__Set exercise__
Pull out every line of the records that contains the word "windshield" and list those lines.

_ _ _ _ _

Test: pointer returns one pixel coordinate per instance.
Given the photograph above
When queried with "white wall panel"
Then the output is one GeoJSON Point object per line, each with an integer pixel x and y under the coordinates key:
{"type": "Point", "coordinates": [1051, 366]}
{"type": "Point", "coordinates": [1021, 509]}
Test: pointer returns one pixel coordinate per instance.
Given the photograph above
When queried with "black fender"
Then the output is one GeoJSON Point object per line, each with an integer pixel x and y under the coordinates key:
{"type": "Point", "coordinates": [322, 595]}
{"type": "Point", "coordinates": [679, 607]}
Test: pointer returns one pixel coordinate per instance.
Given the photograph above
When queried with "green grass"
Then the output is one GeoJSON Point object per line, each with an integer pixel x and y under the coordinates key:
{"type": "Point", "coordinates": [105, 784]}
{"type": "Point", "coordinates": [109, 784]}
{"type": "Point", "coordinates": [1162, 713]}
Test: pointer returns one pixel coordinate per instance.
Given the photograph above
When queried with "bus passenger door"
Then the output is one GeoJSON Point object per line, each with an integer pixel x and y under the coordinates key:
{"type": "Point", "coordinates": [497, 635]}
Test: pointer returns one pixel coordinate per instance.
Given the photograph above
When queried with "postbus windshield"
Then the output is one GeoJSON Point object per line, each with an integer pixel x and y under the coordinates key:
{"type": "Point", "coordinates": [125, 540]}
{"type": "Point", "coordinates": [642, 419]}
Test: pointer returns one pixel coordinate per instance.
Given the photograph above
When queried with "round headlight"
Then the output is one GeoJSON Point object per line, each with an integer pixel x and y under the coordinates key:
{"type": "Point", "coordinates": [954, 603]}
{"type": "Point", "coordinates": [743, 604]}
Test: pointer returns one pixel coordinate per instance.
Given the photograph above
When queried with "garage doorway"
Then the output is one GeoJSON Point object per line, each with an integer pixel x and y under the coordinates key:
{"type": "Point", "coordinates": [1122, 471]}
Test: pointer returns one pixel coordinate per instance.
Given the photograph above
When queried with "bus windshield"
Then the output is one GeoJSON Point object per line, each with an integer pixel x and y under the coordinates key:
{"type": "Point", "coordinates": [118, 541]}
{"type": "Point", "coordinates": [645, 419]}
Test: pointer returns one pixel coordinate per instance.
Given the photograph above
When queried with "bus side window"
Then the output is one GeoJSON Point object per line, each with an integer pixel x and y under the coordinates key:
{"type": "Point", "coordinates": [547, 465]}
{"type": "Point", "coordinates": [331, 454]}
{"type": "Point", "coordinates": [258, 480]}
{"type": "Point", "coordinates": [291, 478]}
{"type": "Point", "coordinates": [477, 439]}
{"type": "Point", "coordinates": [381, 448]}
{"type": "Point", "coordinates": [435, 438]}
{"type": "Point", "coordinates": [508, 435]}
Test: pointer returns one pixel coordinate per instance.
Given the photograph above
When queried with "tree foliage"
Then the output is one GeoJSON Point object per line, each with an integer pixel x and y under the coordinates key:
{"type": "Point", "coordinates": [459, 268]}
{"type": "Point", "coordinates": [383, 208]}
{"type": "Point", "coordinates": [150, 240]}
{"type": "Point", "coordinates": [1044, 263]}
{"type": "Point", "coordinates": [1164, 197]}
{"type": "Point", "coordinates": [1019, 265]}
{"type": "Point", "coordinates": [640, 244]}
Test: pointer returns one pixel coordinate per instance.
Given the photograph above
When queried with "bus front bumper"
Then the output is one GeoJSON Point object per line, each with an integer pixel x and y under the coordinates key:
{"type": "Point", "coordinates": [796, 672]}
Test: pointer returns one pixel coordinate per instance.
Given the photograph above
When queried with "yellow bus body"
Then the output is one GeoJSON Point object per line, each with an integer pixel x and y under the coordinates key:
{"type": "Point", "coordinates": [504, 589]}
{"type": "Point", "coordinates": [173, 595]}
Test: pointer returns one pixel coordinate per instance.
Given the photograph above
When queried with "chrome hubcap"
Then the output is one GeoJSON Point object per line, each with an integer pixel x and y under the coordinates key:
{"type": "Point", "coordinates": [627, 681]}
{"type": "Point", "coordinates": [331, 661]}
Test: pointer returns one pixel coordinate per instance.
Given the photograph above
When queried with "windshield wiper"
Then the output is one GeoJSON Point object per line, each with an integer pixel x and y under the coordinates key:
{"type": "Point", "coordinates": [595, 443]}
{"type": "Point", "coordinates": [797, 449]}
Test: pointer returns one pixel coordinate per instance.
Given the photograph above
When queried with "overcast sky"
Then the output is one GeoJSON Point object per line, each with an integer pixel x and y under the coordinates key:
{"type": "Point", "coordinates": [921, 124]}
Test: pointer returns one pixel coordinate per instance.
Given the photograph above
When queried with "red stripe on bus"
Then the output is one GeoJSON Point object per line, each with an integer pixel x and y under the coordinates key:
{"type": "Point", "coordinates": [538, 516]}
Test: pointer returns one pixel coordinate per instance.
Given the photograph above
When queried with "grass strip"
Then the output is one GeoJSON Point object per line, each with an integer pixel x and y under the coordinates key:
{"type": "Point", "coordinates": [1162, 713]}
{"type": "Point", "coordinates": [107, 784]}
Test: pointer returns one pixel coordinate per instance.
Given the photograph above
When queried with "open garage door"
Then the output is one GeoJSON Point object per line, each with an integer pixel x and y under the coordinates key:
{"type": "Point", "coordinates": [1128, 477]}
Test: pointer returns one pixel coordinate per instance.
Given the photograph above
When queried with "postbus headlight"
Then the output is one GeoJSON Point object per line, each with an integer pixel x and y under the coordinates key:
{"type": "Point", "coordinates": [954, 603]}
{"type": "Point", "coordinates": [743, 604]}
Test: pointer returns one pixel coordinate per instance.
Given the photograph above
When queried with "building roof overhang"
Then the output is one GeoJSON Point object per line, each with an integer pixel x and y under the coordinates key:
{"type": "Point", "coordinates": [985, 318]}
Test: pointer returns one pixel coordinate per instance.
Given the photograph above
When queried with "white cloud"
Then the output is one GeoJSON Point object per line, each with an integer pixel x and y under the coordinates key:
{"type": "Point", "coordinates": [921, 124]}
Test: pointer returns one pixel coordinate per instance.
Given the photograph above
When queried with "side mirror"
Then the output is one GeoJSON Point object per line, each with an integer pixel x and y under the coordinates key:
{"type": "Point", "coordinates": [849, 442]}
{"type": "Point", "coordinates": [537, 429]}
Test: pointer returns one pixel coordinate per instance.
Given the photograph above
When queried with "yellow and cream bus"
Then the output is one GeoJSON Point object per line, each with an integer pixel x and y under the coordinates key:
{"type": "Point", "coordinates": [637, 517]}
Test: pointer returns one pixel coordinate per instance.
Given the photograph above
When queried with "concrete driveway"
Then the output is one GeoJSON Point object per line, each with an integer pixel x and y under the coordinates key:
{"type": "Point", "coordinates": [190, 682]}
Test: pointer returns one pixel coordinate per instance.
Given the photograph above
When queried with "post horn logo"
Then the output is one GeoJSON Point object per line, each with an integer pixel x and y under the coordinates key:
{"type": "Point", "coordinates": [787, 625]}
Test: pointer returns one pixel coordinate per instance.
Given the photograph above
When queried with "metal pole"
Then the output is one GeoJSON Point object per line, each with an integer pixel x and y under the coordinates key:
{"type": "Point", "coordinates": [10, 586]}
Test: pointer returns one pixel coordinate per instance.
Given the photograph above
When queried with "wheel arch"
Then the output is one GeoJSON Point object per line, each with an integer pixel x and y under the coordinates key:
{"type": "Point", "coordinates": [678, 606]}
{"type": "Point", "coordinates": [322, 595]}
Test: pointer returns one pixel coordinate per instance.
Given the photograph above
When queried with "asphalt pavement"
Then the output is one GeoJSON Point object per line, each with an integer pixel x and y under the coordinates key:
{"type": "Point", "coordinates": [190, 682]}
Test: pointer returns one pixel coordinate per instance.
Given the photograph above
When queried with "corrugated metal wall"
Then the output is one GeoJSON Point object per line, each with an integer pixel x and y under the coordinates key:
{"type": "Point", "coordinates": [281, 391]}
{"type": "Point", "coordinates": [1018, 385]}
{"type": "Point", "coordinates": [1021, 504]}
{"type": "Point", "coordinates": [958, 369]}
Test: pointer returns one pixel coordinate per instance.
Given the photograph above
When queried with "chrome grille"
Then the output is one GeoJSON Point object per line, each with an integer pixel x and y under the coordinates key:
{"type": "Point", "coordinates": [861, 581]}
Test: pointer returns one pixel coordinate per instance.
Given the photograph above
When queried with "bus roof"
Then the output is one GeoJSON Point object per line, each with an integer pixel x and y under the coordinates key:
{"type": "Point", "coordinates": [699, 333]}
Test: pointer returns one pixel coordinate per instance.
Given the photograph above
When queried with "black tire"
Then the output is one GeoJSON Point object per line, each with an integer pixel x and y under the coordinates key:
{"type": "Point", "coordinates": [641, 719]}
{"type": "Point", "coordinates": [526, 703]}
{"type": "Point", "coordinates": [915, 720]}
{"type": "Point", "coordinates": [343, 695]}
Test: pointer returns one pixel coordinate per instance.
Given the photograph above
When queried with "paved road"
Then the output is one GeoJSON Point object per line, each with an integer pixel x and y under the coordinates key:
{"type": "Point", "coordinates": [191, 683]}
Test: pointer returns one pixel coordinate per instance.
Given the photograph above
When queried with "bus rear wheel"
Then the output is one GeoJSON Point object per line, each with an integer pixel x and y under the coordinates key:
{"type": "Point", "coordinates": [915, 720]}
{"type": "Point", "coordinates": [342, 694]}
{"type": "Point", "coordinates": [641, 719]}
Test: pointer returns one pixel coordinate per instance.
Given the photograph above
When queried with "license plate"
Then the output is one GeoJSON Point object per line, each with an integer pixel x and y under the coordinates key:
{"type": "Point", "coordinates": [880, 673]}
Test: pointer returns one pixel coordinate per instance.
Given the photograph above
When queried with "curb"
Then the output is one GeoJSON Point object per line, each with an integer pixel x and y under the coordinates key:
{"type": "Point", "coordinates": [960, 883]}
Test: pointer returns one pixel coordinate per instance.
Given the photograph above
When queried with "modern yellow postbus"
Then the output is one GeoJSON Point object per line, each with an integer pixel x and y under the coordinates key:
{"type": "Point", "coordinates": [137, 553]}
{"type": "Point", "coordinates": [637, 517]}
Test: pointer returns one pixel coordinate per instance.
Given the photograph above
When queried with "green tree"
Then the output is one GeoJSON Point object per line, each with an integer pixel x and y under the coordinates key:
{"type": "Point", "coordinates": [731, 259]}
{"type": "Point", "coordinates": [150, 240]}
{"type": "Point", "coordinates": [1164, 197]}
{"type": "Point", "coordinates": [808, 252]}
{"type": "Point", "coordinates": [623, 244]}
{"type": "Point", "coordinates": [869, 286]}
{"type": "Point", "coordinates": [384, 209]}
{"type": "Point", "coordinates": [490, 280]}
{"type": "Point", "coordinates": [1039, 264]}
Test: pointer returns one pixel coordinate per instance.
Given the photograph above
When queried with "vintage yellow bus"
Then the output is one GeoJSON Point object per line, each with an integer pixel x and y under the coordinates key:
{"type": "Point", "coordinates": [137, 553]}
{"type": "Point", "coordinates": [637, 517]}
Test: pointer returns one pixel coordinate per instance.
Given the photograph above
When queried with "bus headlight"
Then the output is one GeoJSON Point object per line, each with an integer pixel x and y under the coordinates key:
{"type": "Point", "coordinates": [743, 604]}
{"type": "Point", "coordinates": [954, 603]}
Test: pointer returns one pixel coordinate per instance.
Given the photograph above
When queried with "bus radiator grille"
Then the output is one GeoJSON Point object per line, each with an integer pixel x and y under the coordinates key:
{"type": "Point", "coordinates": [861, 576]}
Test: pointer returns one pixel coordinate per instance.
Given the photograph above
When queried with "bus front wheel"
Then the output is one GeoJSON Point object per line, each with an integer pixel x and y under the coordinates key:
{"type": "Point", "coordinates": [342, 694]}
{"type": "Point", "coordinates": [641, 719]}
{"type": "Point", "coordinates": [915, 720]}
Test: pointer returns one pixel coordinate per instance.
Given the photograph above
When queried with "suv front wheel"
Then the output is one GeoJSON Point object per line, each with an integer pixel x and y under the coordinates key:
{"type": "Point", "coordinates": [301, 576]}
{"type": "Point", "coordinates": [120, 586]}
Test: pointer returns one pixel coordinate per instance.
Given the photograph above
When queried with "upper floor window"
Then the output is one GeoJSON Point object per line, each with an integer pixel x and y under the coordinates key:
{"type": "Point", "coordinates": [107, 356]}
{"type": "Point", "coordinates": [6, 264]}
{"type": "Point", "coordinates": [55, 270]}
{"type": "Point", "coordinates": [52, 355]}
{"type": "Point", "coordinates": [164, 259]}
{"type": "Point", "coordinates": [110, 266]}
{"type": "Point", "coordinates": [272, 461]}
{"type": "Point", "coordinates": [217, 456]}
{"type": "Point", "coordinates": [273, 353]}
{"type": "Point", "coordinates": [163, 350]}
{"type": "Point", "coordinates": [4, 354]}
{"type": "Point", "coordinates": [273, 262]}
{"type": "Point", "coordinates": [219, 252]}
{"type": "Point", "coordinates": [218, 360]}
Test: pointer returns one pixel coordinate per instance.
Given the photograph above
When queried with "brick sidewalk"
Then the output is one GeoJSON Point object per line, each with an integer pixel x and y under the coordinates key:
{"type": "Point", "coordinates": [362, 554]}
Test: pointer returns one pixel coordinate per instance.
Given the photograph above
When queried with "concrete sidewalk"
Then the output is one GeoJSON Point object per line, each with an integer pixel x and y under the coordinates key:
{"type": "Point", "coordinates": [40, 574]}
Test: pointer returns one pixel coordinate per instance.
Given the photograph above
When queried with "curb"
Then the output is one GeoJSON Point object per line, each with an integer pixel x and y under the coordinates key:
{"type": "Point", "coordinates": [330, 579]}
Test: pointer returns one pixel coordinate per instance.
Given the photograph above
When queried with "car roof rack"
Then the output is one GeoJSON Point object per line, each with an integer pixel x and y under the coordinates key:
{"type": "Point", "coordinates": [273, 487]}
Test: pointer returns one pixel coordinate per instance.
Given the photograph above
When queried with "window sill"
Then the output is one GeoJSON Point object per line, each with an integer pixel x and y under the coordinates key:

_ _ _ _ _

__Task result__
When queried with "postbus windshield"
When queried with "bus windshield"
When queried with "windshield wiper"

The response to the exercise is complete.